Now it may well be that all this is no more plausible than the tooth fairy. Most reasoning people these days will see excellent grounds to reject it. But critics of the richest, most enduring form of popular culture in human history have a moral obligation to confront that case at its most persuasive, rather than grabbing themselves a victory on the cheap by savaging it as so much garbage and gobbledygook. The mainstream theology I have just outlined may well not be true; but anyone who holds it is in my view to be respected, whereas Dawkins considers that no religious belief, anytime or anywhere, is worthy of any respect whatsoever. This, one might note, is the opinion of a man deeply averse to dogmatism. Even moderate religious views, he insists, are to be ferociously contested, since they can always lead to fanaticism.

Some currents of the liberalism that Dawkins espouses have nowadays degenerated into a rather nasty brand of neo-liberalism, but in my view this is no reason not to champion liberalism. In some obscure way, Dawkins manages to imply that the Bishop of Oxford is responsible for Osama bin Laden. His polemic would come rather more convincingly from a man who was a little less arrogantly triumphalistic about science (there are a mere one or two gestures in the book to its fallibility), and who could refrain from writing sentences like ‘this objection [to a particular scientific view] can be answered by the suggestion . . . that there are many universes,’ as though a suggestion constituted a scientific rebuttal. On the horrors that science and technology have wreaked on humanity, he is predictably silent. Yet the Apocalypse is far more likely to be the product of them than the work of religion. Swap you the Inquisition for chemical warfare.
----
Exercise instructions:
1/ Return the passage on Dawkins and religion word for word, in full.
2/ In the rows, retype everything from the line containing "Ground the white door." down to the line containing "280, 141, 333, 256", including both of those lines, and nothing else.
The rows that come next are unrelated to the passage on Dawkins and religion.

Data extract:
----
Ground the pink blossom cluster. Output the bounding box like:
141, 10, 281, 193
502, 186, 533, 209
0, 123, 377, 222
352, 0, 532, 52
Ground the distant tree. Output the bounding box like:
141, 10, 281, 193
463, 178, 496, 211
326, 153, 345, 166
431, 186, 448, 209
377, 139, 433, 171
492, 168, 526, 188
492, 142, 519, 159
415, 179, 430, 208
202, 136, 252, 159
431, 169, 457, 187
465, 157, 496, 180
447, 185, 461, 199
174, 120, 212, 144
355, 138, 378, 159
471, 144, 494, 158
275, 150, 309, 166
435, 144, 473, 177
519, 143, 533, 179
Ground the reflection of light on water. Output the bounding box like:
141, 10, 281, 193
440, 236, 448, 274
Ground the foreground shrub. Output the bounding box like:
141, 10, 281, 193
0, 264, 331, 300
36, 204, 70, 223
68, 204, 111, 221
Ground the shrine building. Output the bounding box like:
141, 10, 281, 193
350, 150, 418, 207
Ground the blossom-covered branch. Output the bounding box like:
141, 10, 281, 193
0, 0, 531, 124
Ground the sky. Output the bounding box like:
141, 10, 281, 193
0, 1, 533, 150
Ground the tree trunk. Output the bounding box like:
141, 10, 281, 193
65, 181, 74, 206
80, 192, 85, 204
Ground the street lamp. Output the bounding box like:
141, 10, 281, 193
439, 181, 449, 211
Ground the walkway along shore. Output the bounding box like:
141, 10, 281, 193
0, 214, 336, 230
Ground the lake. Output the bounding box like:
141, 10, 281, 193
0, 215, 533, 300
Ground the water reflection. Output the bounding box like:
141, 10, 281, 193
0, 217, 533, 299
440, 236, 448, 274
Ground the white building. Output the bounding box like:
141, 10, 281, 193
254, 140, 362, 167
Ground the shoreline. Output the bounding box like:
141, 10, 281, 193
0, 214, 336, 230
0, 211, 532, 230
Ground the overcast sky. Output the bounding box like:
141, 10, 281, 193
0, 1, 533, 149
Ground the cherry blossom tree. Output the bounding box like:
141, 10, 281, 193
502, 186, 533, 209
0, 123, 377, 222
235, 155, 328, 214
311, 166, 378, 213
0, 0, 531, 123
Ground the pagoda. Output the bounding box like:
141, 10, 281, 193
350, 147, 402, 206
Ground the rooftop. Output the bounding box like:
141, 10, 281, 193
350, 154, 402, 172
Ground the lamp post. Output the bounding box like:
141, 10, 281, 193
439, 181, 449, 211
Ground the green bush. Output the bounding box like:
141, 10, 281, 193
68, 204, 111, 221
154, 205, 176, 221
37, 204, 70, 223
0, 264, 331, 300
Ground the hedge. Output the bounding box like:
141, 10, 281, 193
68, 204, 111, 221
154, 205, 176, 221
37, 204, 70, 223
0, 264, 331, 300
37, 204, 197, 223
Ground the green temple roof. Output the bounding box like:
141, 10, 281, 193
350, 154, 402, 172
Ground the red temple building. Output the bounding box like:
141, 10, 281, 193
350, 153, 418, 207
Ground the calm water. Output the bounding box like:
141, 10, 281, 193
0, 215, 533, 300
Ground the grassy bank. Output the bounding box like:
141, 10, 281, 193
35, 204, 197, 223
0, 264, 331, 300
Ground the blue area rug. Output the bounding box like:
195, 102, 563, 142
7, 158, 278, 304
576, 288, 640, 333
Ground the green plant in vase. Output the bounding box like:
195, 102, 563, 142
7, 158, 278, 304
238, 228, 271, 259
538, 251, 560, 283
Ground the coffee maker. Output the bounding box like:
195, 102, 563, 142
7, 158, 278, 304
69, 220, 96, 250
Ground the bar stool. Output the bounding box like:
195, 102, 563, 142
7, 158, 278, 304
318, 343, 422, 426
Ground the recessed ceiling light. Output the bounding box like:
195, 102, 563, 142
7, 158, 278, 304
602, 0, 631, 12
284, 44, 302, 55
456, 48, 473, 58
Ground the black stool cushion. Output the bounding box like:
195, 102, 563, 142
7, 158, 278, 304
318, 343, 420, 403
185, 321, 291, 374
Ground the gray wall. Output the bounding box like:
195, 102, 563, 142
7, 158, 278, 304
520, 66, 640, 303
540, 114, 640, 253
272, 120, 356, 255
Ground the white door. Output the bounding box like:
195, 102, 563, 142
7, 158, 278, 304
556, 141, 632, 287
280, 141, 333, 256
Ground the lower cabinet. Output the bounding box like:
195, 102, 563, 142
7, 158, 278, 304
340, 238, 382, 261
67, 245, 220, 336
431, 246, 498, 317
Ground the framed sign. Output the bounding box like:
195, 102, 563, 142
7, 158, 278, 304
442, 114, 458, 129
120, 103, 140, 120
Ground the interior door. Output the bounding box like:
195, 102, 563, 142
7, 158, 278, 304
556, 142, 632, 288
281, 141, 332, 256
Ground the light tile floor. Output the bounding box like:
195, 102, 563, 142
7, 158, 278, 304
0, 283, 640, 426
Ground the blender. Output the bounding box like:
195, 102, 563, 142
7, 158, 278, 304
----
Results:
1/
Now it may well be that all this is no more plausible than the tooth fairy. Most reasoning people these days will see excellent grounds to reject it. But critics of the richest, most enduring form of popular culture in human history have a moral obligation to confront that case at its most persuasive, rather than grabbing themselves a victory on the cheap by savaging it as so much garbage and gobbledygook. The mainstream theology I have just outlined may well not be true; but anyone who holds it is in my view to be respected, whereas Dawkins considers that no religious belief, anytime or anywhere, is worthy of any respect whatsoever. This, one might note, is the opinion of a man deeply averse to dogmatism. Even moderate religious views, he insists, are to be ferociously contested, since they can always lead to fanaticism.

Some currents of the liberalism that Dawkins espouses have nowadays degenerated into a rather nasty brand of neo-liberalism, but in my view this is no reason not to champion liberalism. In some obscure way, Dawkins manages to imply that the Bishop of Oxford is responsible for Osama bin Laden. His polemic would come rather more convincingly from a man who was a little less arrogantly triumphalistic about science (there are a mere one or two gestures in the book to its fallibility), and who could refrain from writing sentences like ‘this objection [to a particular scientific view] can be answered by the suggestion . . . that there are many universes,’ as though a suggestion constituted a scientific rebuttal. On the horrors that science and technology have wreaked on humanity, he is predictably silent. Yet the Apocalypse is far more likely to be the product of them than the work of religion. Swap you the Inquisition for chemical warfare.

2/
Ground the white door. Output the bounding box like:
195, 102, 563, 142
7, 158, 278, 304
556, 141, 632, 287
280, 141, 333, 256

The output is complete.